Activity =
Set down exactly the lines below between the line holding "Task: point: the car" and the line holding "Task: point: the pointed", inclusive; no other line belongs in the answer.

Dataset content =
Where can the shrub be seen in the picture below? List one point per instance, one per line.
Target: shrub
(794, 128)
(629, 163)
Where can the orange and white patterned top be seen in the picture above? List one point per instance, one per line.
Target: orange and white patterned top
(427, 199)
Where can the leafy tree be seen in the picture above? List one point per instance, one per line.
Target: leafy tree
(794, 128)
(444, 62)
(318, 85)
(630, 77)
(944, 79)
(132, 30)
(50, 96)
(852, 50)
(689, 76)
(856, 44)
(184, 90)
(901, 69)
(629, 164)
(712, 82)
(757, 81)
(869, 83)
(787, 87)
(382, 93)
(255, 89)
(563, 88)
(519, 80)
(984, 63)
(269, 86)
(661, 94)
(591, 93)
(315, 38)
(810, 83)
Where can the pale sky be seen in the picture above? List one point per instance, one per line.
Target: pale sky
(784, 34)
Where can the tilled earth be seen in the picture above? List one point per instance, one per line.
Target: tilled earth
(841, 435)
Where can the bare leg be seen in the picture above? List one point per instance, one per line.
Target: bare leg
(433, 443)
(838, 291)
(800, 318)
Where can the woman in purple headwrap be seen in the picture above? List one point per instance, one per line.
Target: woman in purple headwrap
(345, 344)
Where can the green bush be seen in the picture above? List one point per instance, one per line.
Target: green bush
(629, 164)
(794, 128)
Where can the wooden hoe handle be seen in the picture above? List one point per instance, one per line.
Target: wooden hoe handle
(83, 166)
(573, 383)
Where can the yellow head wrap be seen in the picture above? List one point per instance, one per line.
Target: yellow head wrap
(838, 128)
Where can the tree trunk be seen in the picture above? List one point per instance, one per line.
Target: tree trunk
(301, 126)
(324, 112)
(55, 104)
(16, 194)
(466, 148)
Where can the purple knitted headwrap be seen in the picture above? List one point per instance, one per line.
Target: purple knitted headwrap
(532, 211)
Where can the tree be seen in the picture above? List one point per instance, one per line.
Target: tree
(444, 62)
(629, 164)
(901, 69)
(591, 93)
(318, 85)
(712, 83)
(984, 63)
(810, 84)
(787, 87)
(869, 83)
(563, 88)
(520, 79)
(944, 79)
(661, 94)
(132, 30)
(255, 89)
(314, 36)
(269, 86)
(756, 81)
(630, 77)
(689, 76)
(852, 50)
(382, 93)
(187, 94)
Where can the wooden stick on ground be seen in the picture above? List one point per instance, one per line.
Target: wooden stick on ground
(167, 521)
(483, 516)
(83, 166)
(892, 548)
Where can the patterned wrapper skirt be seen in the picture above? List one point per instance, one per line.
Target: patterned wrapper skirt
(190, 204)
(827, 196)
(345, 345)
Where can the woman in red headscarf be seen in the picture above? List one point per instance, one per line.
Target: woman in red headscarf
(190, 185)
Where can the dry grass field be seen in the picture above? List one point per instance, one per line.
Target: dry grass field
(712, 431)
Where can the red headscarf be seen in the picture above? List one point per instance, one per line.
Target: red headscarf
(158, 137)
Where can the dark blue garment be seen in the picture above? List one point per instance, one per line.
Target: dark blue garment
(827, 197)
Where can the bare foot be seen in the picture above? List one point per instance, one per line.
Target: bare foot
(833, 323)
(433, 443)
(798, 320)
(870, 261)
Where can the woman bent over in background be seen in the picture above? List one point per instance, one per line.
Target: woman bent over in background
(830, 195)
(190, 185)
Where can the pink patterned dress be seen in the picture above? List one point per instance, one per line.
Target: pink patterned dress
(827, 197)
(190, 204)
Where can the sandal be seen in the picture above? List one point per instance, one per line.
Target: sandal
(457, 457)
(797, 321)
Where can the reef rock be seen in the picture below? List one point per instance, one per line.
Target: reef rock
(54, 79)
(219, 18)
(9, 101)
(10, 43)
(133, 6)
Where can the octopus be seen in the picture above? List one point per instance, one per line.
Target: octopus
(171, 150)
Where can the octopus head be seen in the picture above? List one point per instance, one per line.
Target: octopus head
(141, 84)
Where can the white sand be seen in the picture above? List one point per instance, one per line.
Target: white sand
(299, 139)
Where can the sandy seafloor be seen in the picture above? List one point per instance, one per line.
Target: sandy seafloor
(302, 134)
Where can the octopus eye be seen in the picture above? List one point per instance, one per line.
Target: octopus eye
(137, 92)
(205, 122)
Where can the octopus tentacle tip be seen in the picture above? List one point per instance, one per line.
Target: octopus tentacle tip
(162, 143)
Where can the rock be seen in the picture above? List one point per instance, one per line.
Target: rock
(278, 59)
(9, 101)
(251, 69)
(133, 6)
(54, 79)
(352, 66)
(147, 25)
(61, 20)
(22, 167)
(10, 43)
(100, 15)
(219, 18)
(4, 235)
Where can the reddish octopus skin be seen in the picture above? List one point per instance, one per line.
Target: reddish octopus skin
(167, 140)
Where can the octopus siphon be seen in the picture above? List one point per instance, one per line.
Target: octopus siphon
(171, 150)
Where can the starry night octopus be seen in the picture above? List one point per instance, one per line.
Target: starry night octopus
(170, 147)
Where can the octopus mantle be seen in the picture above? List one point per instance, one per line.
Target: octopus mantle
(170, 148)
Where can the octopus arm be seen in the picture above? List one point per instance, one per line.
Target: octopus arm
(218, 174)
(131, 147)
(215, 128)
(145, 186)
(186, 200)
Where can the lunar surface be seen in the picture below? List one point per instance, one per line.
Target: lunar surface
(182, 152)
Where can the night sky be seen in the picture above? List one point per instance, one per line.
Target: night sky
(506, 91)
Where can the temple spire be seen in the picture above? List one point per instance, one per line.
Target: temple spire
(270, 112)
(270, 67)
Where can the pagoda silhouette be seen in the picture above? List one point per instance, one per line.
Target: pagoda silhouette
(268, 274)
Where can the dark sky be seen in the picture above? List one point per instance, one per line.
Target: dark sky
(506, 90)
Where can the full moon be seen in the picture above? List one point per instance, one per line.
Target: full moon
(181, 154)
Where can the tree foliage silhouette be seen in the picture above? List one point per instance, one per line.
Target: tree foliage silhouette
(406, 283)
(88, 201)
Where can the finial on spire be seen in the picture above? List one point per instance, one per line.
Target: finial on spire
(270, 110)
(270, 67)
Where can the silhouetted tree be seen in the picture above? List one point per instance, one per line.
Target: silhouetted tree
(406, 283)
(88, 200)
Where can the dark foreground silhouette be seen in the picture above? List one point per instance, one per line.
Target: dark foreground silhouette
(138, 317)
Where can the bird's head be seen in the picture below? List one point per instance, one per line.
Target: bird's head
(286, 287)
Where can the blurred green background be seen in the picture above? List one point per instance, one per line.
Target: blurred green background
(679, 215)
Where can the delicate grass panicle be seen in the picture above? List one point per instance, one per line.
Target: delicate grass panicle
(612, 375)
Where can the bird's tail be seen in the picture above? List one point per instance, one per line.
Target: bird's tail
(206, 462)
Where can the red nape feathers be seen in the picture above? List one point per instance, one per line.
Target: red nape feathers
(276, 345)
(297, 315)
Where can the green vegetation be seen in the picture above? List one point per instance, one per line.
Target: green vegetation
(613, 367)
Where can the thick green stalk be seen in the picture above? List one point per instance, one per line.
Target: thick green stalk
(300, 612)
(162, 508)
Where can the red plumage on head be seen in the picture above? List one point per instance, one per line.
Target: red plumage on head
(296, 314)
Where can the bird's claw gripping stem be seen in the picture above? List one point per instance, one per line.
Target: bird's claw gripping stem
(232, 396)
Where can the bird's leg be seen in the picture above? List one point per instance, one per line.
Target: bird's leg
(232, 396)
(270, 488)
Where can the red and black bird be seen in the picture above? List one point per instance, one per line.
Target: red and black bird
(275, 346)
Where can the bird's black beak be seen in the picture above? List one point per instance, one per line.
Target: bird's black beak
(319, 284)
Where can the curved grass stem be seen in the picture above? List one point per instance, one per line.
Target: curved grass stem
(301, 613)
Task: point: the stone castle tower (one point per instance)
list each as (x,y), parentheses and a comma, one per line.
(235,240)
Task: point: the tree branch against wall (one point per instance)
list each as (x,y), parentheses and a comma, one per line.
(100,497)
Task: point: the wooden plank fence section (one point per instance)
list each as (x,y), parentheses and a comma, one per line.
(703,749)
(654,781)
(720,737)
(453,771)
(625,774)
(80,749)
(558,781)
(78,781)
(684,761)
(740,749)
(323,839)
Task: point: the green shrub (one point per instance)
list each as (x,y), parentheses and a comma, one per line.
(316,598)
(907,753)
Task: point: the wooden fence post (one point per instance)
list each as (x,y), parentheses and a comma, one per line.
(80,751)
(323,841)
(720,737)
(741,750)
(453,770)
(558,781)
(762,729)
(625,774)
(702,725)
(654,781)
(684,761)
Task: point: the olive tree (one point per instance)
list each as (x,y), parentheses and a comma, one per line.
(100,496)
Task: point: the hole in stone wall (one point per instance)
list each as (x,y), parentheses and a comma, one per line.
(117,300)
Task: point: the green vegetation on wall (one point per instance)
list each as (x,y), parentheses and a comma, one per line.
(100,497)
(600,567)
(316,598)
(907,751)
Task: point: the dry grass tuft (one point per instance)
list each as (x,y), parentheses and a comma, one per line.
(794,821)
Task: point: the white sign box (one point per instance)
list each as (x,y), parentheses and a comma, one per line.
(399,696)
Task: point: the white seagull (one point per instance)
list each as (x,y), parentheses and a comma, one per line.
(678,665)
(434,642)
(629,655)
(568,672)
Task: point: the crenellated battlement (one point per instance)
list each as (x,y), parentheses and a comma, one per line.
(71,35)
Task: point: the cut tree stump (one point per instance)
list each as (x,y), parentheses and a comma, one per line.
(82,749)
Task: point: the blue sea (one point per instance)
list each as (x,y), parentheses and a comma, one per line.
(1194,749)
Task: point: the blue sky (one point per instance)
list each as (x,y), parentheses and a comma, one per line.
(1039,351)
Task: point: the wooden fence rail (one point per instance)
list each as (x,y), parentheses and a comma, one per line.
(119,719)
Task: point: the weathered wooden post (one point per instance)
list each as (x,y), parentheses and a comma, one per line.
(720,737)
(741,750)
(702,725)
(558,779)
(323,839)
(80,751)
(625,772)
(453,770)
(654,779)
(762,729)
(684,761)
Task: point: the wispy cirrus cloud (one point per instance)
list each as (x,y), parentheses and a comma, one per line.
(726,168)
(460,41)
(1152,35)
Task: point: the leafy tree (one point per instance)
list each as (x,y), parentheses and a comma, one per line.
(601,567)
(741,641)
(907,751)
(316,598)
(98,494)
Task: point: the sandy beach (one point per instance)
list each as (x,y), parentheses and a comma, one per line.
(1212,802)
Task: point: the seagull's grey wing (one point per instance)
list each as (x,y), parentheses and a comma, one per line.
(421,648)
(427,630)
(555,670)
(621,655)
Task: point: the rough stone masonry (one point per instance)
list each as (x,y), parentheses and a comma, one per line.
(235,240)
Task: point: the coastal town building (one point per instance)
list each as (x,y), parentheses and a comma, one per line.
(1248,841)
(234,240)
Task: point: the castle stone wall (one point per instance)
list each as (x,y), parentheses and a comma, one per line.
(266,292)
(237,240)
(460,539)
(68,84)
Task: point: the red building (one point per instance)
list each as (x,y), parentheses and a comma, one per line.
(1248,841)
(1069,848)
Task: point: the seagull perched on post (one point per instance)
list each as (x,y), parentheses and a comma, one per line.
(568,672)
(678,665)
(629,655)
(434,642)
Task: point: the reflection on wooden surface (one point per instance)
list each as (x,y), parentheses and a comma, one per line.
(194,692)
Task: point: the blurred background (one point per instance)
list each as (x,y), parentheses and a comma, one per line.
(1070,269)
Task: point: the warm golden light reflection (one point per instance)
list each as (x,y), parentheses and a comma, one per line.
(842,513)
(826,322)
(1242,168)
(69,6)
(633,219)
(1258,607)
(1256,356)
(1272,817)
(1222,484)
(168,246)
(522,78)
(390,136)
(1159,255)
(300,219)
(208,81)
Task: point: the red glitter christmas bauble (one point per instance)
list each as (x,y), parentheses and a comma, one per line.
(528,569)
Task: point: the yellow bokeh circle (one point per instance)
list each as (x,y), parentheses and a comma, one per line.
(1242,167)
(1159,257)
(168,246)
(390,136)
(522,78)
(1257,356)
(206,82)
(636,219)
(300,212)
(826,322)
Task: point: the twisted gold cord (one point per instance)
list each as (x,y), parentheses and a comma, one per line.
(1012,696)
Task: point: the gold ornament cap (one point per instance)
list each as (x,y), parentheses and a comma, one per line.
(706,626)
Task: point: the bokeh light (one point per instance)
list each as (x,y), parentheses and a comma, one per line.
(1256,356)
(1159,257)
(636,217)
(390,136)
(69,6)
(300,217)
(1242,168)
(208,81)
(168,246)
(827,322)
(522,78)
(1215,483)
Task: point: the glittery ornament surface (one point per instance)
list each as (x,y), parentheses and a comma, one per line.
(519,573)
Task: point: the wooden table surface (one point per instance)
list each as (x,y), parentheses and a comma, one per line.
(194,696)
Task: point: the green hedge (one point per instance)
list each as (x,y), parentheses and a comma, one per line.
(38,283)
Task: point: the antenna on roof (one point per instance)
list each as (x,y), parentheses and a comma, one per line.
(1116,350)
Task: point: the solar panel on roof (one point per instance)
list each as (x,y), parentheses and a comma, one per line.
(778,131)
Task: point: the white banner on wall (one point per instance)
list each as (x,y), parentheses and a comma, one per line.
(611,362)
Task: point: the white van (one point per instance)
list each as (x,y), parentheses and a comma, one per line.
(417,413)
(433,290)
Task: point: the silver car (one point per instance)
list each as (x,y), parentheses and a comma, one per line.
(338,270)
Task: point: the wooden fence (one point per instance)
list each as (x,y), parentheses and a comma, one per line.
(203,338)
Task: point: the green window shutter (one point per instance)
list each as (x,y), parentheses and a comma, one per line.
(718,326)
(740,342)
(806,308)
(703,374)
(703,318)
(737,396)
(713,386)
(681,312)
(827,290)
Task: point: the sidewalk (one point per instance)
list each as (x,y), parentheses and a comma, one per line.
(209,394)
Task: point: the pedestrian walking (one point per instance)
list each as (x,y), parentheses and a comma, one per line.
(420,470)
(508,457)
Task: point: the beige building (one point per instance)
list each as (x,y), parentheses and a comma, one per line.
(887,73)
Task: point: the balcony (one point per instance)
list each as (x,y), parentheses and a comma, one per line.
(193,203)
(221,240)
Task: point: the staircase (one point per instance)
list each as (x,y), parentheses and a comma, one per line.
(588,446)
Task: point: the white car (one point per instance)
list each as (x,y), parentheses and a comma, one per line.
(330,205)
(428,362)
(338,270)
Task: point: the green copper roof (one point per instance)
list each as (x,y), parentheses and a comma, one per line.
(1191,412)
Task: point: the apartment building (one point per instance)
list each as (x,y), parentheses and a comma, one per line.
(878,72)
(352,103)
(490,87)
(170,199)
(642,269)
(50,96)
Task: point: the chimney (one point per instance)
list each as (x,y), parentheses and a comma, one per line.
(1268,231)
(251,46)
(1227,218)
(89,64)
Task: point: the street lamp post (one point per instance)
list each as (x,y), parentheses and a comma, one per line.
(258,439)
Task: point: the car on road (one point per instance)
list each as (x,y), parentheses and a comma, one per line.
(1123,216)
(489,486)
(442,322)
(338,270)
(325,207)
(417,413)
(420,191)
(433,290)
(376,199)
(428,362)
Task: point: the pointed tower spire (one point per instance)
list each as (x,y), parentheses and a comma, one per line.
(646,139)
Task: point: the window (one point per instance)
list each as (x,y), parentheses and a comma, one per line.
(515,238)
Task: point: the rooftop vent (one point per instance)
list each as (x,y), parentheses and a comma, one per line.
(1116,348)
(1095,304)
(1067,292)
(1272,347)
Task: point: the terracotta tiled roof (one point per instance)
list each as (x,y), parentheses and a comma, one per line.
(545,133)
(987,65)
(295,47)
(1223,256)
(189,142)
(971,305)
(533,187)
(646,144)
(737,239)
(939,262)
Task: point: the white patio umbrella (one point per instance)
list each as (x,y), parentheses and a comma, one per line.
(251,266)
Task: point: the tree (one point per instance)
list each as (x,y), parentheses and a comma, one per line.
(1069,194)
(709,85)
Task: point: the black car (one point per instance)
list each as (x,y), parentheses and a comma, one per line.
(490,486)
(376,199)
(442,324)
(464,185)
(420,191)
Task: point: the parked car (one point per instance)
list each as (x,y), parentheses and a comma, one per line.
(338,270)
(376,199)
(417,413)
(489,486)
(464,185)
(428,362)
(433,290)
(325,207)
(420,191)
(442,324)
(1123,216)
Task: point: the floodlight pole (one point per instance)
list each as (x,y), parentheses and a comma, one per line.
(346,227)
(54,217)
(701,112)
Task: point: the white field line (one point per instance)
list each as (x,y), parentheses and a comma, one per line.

Output =
Task: point: the car on road (one point per instance)
list each as (x,y), parentheses and a comma, one per line.
(1123,216)
(489,486)
(442,322)
(338,270)
(325,207)
(417,413)
(420,191)
(433,290)
(376,199)
(428,362)
Task: point: the pointed tower spire (one point per instance)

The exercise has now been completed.